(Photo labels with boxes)
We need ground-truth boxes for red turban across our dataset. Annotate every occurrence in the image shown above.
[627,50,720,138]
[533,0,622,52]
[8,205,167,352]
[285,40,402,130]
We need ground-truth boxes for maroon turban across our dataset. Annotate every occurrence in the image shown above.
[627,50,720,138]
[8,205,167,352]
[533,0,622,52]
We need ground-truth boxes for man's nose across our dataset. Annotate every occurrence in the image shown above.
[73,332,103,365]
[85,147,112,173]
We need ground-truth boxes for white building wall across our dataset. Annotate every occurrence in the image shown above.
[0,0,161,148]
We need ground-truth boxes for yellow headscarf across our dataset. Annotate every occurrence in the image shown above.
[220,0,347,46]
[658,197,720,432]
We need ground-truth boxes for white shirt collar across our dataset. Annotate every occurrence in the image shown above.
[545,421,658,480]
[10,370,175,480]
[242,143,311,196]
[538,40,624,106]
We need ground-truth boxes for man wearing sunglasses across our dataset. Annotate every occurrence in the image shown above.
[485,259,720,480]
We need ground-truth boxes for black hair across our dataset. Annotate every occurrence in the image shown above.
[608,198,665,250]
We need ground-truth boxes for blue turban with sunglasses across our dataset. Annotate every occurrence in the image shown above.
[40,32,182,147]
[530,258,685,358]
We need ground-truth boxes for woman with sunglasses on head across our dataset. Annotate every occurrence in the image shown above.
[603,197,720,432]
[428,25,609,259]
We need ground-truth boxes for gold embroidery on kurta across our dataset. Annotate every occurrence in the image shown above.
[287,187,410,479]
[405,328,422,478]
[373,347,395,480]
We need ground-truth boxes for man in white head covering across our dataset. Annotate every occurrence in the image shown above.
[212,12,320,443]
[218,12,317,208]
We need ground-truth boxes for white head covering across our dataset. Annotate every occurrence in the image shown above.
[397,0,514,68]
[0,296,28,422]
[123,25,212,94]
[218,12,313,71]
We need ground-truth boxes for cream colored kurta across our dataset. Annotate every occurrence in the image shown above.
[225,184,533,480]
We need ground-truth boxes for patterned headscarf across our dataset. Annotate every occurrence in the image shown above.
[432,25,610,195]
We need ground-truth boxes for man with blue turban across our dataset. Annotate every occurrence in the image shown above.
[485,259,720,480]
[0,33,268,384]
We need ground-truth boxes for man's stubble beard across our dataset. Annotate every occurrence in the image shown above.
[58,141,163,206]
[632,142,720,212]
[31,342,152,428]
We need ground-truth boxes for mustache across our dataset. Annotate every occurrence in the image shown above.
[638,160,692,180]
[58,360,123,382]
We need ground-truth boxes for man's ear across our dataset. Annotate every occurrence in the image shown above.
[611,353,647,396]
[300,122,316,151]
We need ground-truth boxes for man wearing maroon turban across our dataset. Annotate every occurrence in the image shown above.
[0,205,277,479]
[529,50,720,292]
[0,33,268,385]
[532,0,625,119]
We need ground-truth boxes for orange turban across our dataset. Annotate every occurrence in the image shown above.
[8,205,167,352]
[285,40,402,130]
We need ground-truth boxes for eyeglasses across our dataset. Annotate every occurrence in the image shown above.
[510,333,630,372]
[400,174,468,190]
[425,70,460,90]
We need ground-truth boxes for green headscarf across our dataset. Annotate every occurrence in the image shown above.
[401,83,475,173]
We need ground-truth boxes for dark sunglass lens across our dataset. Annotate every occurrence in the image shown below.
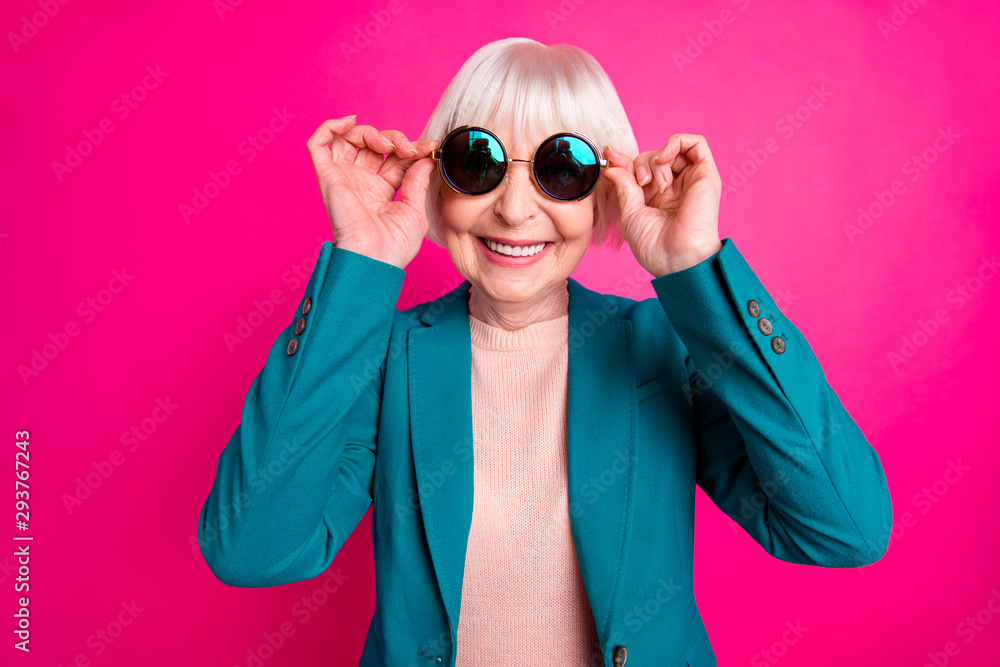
[441,130,507,194]
[535,134,599,199]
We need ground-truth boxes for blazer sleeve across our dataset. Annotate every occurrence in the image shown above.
[652,238,892,567]
[198,241,405,587]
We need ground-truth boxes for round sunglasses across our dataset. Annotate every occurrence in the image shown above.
[431,125,608,201]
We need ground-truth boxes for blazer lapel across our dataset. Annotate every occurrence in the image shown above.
[407,278,637,642]
[567,278,638,644]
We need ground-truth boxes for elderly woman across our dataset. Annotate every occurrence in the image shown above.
[198,39,892,667]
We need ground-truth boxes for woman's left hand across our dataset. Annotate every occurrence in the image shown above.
[604,134,722,278]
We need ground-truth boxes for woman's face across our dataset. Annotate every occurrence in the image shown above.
[435,127,596,302]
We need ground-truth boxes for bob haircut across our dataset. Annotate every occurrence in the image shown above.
[420,37,639,250]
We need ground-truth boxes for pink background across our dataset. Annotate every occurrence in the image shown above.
[0,0,1000,667]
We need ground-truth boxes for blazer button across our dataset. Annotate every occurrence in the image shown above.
[771,336,785,354]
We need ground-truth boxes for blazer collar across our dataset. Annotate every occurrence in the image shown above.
[408,278,637,644]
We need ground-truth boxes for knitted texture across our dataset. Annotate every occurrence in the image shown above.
[456,315,602,667]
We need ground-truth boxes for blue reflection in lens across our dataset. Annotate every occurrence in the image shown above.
[535,134,598,199]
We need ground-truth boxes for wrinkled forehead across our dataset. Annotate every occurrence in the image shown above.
[452,79,595,159]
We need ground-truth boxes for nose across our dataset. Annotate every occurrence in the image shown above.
[493,162,540,227]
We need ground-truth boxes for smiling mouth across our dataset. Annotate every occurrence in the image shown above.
[479,236,552,257]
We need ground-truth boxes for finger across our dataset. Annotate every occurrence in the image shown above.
[654,134,715,173]
[381,130,417,158]
[399,158,436,227]
[649,152,679,194]
[603,146,646,219]
[633,151,659,185]
[306,116,357,173]
[334,125,396,157]
[354,146,385,172]
[379,139,439,190]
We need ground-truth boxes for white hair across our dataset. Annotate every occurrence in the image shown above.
[420,37,639,250]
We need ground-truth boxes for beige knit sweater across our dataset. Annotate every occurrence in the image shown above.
[456,302,601,667]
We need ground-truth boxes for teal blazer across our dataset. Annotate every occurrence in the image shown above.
[198,239,892,667]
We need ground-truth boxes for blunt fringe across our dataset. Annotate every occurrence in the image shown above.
[420,37,639,250]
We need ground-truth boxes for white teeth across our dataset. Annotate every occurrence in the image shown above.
[483,238,545,257]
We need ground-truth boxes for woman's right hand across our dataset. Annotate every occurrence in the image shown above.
[307,116,438,269]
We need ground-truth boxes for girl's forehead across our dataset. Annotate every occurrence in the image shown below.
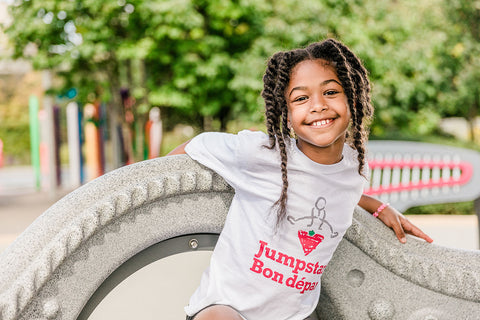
[290,59,337,81]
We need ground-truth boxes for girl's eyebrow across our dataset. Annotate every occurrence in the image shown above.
[288,79,342,97]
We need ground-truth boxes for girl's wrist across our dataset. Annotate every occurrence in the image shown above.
[373,203,390,218]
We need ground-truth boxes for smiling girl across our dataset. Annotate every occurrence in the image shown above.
[170,39,432,320]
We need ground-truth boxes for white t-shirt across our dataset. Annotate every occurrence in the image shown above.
[185,131,365,320]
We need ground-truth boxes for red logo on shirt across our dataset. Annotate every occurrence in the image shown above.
[298,230,323,256]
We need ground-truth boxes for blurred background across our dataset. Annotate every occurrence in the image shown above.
[0,0,480,250]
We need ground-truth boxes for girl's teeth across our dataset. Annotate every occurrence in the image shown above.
[313,119,332,126]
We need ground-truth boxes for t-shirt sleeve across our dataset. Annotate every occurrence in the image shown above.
[185,132,242,188]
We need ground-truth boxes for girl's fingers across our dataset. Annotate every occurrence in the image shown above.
[393,223,407,243]
[404,219,433,243]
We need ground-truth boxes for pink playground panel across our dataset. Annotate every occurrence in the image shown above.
[365,140,480,232]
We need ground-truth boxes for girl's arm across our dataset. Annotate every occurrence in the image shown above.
[358,194,433,243]
[167,140,190,156]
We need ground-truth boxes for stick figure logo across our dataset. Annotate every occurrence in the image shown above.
[287,197,338,238]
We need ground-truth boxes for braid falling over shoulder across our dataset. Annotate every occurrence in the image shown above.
[262,39,373,222]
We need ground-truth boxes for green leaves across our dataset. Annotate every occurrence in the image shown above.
[6,0,480,134]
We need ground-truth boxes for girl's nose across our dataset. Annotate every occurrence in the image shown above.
[311,99,328,112]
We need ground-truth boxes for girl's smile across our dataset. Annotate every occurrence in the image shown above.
[285,59,351,164]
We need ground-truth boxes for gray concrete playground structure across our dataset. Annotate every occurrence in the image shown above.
[0,155,480,320]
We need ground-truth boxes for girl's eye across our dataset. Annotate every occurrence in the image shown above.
[293,96,308,102]
[324,90,339,96]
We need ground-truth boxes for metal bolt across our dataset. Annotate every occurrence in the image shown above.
[188,239,198,249]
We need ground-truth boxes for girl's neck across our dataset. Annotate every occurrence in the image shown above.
[296,140,345,165]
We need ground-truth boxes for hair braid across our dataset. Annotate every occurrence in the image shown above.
[273,52,291,221]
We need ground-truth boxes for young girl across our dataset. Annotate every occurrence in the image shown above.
[170,39,432,320]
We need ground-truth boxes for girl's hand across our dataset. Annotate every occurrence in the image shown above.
[378,206,433,243]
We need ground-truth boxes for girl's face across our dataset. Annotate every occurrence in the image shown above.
[285,59,351,164]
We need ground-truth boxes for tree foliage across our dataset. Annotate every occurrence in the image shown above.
[2,0,480,142]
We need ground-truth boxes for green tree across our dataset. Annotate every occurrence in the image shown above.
[439,0,480,140]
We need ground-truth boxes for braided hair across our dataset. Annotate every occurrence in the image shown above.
[262,39,373,222]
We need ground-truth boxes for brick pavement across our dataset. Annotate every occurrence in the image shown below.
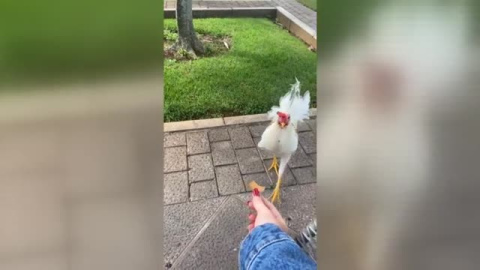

> What is asked
Put every line of the rows from the one containing "We need ground-truth boxes for knitted" down to the one containing "[452,79,595,159]", both included, into a JSON list of strings with one string per line and blank lines left out. Include no other lines.

> Reply
[
  "We need ground-truth boxes for knitted texture across our dataset. Annotate every occurrence in the image shown above.",
  "[456,315,602,667]",
  "We need ground-truth boxes for blue reflection in lens across our dataset. Annotate every occurrence in the image shown above.",
  "[535,134,598,199]",
  "We need ground-truth boxes for wrinkled forehead across our dataset. Annotate every occurrence in the image shown above.",
  "[452,79,595,159]"
]